◆ Your instructions ◆
Pull out every line in the entries below that contains the word "jacket". Letter case matters.
_ _ _
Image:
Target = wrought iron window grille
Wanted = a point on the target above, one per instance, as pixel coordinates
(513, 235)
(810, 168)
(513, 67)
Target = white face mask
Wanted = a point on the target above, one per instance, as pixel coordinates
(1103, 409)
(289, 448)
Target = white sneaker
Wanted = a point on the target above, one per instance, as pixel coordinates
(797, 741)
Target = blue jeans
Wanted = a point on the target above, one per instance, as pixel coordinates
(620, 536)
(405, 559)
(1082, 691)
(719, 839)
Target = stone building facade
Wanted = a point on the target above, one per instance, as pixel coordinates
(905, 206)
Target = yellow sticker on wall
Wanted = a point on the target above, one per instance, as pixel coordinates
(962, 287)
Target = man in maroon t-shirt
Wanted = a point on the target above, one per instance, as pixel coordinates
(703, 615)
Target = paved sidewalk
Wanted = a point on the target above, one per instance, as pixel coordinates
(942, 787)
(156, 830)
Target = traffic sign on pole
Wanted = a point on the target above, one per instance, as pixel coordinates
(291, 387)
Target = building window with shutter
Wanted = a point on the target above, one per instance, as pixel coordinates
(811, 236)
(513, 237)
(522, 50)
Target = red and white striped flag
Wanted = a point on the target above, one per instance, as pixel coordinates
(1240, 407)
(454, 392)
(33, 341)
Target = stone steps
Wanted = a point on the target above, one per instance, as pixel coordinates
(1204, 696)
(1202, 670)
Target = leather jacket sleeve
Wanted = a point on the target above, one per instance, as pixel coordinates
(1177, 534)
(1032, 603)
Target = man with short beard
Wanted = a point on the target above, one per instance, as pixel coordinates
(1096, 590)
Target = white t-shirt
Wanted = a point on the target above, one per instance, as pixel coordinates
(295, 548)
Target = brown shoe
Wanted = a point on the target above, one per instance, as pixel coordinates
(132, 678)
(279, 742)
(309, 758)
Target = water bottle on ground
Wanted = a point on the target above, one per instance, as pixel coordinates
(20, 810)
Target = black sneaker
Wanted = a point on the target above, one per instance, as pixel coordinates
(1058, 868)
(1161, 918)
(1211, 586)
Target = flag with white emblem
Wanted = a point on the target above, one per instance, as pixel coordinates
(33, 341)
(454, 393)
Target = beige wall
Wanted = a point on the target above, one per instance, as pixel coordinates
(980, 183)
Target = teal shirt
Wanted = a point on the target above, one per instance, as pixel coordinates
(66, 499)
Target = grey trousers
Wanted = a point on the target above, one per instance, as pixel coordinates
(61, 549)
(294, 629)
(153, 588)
_ _ _
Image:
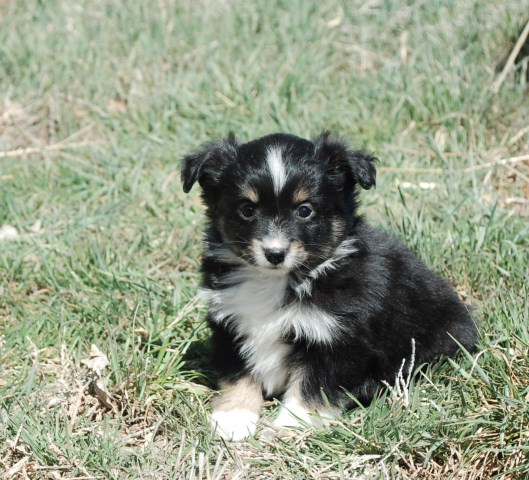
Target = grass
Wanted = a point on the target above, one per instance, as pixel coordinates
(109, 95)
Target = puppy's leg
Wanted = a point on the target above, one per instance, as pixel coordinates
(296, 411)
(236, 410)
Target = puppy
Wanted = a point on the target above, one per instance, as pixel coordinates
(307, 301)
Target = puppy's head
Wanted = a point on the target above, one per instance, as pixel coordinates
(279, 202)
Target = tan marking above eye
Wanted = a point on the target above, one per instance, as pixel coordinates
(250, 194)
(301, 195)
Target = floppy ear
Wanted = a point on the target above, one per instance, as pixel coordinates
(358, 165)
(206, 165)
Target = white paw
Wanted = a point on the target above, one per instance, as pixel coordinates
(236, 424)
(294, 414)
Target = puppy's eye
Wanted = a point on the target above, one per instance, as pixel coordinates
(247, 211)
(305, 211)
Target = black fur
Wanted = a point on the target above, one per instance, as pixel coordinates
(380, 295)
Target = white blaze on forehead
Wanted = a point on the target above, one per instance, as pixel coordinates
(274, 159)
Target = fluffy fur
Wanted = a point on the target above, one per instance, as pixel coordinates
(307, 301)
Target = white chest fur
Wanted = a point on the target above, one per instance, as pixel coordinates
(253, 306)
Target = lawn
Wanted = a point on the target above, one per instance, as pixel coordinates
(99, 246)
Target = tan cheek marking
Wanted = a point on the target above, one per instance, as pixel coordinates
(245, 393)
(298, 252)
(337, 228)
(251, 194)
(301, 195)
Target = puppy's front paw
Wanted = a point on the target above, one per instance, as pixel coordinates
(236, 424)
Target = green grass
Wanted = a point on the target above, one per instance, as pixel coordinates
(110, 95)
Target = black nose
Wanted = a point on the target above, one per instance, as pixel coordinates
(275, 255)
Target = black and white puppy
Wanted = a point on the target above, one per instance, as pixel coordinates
_ _ _
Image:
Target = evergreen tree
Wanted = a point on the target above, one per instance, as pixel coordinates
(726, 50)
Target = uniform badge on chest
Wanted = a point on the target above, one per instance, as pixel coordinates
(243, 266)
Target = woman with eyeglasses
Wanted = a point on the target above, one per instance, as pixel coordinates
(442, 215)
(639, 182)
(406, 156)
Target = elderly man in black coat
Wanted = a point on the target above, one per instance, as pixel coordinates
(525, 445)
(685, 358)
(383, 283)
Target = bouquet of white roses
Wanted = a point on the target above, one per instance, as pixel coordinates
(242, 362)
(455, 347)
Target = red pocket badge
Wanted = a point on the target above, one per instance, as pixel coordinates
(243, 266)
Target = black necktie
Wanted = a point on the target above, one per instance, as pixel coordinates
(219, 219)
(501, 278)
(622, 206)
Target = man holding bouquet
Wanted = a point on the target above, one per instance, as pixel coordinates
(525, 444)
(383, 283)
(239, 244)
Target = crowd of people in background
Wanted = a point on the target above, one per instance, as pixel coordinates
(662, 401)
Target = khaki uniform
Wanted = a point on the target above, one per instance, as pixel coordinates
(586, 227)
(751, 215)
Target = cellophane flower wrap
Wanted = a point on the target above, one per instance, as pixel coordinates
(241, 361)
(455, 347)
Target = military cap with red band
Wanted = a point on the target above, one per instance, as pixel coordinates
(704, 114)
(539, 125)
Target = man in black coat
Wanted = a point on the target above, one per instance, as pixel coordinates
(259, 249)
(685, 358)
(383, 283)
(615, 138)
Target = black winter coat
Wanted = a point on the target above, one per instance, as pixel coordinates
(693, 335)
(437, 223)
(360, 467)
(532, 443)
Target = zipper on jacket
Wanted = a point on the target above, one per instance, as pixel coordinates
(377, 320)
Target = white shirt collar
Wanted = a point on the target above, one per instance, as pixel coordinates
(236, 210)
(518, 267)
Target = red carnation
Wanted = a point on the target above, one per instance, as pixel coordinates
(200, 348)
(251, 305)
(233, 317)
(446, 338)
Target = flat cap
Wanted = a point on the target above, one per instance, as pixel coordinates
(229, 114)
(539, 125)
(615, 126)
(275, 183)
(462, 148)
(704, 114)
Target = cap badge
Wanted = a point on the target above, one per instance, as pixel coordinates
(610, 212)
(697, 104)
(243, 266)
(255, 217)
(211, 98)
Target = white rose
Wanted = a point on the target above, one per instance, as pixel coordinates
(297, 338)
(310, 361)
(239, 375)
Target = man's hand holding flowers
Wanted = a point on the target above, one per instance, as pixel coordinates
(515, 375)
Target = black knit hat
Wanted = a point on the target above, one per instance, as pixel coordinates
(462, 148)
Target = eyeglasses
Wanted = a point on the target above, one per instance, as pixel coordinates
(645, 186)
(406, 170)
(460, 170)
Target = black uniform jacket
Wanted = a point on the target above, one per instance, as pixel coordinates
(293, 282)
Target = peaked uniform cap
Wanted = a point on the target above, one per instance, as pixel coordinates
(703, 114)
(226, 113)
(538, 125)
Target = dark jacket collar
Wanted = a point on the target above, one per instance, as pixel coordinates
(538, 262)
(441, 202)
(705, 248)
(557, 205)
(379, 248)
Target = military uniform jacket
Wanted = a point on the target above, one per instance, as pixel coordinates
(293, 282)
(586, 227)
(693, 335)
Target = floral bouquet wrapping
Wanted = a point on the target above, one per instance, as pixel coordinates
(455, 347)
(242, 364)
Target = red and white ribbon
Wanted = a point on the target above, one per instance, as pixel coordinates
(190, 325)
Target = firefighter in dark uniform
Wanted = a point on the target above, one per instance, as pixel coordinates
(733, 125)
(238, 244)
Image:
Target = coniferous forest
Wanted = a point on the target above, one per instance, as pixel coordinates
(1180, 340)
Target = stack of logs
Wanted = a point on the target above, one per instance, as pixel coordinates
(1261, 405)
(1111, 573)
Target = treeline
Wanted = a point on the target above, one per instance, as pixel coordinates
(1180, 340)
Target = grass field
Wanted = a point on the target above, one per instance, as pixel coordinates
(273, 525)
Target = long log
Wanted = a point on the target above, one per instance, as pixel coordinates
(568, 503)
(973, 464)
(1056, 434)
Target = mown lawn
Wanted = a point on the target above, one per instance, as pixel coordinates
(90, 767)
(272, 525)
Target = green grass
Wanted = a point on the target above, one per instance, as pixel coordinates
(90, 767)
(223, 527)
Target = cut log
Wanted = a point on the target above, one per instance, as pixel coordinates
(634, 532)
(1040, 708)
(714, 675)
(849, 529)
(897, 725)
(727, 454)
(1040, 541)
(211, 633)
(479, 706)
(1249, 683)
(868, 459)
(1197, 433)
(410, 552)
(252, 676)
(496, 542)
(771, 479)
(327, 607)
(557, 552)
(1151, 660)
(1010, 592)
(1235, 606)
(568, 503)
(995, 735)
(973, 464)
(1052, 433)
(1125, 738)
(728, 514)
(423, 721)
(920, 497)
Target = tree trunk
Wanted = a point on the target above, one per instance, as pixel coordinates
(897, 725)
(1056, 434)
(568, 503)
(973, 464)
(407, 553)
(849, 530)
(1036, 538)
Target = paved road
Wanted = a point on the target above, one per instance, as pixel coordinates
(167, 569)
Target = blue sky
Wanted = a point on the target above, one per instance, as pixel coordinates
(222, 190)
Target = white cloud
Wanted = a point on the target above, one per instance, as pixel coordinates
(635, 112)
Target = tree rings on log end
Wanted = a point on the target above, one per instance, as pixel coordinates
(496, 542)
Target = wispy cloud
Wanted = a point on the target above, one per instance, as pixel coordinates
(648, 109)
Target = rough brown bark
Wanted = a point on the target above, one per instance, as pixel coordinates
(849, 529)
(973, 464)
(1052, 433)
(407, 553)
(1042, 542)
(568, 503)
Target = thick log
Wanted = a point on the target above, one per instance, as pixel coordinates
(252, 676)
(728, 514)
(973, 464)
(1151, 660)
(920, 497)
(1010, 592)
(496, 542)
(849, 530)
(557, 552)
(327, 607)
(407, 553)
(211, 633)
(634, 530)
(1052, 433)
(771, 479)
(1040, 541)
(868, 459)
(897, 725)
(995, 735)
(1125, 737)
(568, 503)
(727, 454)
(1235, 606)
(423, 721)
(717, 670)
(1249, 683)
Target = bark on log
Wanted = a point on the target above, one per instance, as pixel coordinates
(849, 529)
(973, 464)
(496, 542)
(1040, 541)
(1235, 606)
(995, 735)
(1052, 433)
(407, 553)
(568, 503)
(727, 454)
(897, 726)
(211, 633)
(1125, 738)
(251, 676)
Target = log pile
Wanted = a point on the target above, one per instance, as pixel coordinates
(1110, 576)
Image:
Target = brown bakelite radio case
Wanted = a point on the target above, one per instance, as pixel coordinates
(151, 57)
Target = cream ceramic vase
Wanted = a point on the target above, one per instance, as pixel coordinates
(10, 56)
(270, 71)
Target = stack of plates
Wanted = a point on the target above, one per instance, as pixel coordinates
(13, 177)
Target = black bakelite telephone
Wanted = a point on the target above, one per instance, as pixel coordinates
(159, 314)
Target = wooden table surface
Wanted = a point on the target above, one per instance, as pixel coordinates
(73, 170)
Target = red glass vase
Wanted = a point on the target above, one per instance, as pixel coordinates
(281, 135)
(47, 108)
_ _ _
◆ Problem solution ◆
Target = leather jacket sleeve
Target = zipper on jacket
Target = black uniform jacket
Target = dark jacket collar
Target = military uniform jacket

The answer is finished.